* [Consigne de l'exercice] Recopiez l'ensemble des lignes ci-dessous en remplaçant « heat-map build » par « density-map build » partout où il figure. Laissez tout le reste intact.

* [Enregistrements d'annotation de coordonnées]

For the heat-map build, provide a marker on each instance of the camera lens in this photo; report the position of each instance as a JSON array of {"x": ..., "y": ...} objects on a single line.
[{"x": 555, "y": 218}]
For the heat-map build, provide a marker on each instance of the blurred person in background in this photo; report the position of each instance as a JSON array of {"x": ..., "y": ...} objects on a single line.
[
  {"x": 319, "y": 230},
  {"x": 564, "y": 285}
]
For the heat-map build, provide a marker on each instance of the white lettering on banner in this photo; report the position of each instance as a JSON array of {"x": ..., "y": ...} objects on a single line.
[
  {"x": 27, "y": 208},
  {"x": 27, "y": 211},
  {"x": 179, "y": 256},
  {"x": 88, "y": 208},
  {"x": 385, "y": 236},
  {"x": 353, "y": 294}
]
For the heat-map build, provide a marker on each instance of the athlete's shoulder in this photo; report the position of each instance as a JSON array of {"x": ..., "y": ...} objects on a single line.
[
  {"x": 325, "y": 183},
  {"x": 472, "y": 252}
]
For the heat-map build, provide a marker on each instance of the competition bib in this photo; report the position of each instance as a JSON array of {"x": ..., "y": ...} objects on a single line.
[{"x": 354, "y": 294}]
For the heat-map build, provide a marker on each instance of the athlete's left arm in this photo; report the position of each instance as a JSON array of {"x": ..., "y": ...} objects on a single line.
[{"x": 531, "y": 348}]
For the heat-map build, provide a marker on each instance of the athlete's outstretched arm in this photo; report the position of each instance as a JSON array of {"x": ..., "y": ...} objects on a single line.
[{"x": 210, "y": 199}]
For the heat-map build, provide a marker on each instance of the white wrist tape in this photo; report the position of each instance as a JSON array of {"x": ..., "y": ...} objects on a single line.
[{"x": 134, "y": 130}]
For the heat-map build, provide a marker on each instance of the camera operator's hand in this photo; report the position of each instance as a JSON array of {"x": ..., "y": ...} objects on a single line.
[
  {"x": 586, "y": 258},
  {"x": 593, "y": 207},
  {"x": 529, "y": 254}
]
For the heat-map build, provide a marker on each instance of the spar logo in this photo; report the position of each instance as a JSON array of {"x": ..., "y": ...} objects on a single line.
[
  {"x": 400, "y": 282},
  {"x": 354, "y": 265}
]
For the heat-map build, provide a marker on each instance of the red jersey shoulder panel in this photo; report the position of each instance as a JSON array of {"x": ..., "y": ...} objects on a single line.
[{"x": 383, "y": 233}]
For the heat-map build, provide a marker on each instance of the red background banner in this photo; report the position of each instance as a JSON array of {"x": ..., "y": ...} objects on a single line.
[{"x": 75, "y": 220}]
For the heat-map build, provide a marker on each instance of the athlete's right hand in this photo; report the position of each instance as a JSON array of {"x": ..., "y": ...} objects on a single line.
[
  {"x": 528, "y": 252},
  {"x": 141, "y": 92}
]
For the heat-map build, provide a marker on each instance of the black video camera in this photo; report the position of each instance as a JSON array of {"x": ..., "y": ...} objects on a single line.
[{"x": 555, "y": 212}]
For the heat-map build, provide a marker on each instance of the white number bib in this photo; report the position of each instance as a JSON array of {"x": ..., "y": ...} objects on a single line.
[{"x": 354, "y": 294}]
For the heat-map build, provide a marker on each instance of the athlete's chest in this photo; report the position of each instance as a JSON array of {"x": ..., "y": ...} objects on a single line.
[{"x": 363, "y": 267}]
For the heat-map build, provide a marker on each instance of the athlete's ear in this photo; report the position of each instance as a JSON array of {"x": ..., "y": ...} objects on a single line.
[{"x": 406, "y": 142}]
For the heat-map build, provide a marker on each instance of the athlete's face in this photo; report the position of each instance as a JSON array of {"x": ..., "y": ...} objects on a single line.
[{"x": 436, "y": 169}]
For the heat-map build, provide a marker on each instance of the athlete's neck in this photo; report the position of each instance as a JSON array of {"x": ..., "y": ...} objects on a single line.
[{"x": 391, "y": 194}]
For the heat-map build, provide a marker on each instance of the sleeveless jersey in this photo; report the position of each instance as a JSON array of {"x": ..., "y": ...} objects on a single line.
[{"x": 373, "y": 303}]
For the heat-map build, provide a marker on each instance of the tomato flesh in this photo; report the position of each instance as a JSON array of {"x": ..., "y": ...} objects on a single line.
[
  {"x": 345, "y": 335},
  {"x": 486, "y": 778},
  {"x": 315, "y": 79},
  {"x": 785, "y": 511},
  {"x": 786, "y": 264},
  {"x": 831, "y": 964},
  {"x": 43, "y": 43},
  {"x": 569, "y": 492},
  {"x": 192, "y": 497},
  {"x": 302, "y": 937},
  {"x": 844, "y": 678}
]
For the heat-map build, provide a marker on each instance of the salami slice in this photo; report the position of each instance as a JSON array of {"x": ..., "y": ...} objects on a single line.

* [Réponse attendue]
For the density-map build, provide a marker on each instance of the camera lens in this photo; report the position of each instance as a JSON array of {"x": ..., "y": ...} objects on a single line.
[{"x": 555, "y": 218}]
For the density-map build, provide a marker on each instance of the blurred person in background in this photo; report the position of each instance as a JSON array of {"x": ..., "y": ...} objects on a single line.
[
  {"x": 319, "y": 230},
  {"x": 564, "y": 285}
]
For the density-map build, provide a marker on each instance of the white lettering on banner in this photo; report the position of each instance as a JSON array of {"x": ..., "y": ...} objects on a single line.
[
  {"x": 27, "y": 208},
  {"x": 27, "y": 211},
  {"x": 179, "y": 256},
  {"x": 88, "y": 208},
  {"x": 385, "y": 236},
  {"x": 353, "y": 294}
]
For the density-map build, provide a marker on each instance of the athlete's shoulder in this photo; report the position of each instance as a JSON array of {"x": ..., "y": ...} objects on a single line.
[
  {"x": 325, "y": 183},
  {"x": 472, "y": 252}
]
For the density-map build, provide a marker on each instance of the competition bib in this photo; report the position of each instance as a JSON array of {"x": ..., "y": ...} objects on a single line.
[{"x": 354, "y": 294}]
For the density-map build, provide a marker on each instance of the athlete's left arm in this photo; report the position of each instance as a JSON array of {"x": ..., "y": ...} objects on a single line.
[{"x": 531, "y": 348}]
For the density-map build, provide a marker on each instance of the athlete's outstretched arm in this photo; report the position of each instance as a JSON array of {"x": ..., "y": ...} objects on a single line.
[{"x": 210, "y": 199}]
For the density-map build, provide a marker on each instance of the white wrist tape in this photo; report the position of each instance as a JSON array of {"x": ..., "y": ...} objects on a single line.
[{"x": 134, "y": 130}]
For the density-map build, provide a marker on each instance of the camera operator's hand in this photo; report the position of each instance as a JSON array of {"x": ..., "y": ...} objects on a single line.
[
  {"x": 586, "y": 258},
  {"x": 593, "y": 207},
  {"x": 529, "y": 254}
]
For the density-map build, provide a marker on each instance of the spar logo in this photo; report the position of each instance as a JSON array of {"x": ..., "y": ...} objects on a single line.
[
  {"x": 400, "y": 282},
  {"x": 354, "y": 265}
]
For the density-map build, provide a marker on each instance of the red jersey shoulder panel in this photo; report the position of each instance as a JSON array of {"x": ..., "y": ...} objects on a single line.
[{"x": 383, "y": 233}]
For the density-map build, provide a marker on each instance of the red background banner in this photo; report the position of each instance as a JSON array of {"x": ..., "y": ...} objects on a single line.
[{"x": 75, "y": 220}]
For the density-map build, provide a marker on each instance of the athlete's right hand in this photo; report the position of each instance as a JSON array of {"x": ..., "y": ...} objects on a single line.
[
  {"x": 528, "y": 252},
  {"x": 141, "y": 92}
]
For the density-map build, provide a marker on each instance of the black video camera in this photo; report the position of each instance as a JSON array of {"x": ..., "y": ...} objects on a single line.
[{"x": 555, "y": 212}]
For the density-map build, provide a marker on each instance of the white number bib in this photo; report the position of each instance as a JSON array of {"x": ..., "y": ...} objects on a single line.
[{"x": 354, "y": 294}]
For the density-map build, provide a marker on each instance of the athlete's chest in this photo; report the position of each instance as a JSON array of {"x": ..., "y": ...} objects on a single line.
[{"x": 363, "y": 267}]
For the density-map build, provide a marker on each instance of the athlete's ear in this photo; report the position of each instance as a JSON array of {"x": ..., "y": ...} objects on a single line.
[{"x": 406, "y": 142}]
For the density-map build, provide a marker on each instance of the athlete's face in this photo; report the position of each instance as a JSON array of {"x": ..., "y": ...} objects on a single line.
[{"x": 436, "y": 169}]
For the density-map build, provide a marker on each instance of the athlete's neck in this photo; report the position of each instance as a JSON array of {"x": ..., "y": ...} objects on a single line.
[{"x": 391, "y": 194}]
For the density-map build, provide a marker on each instance of the sleeveless jersey in this photo; report the position of each instance as a JSON array of {"x": ..., "y": ...} objects on a single line.
[{"x": 373, "y": 303}]
For the density-map build, provide a marker on each instance of the tomato flesh in this photo; report the position of each instance as a JSON array of {"x": ..., "y": ...} objects on a single line.
[
  {"x": 345, "y": 335},
  {"x": 486, "y": 778},
  {"x": 315, "y": 79},
  {"x": 785, "y": 511},
  {"x": 786, "y": 264},
  {"x": 831, "y": 964},
  {"x": 43, "y": 43},
  {"x": 569, "y": 492},
  {"x": 192, "y": 497},
  {"x": 302, "y": 937},
  {"x": 844, "y": 678}
]
For the density-map build, provide a marker on each instance of the salami slice in this photo; report the position of each instance as a JSON array of {"x": ..., "y": ...} objects on a single line.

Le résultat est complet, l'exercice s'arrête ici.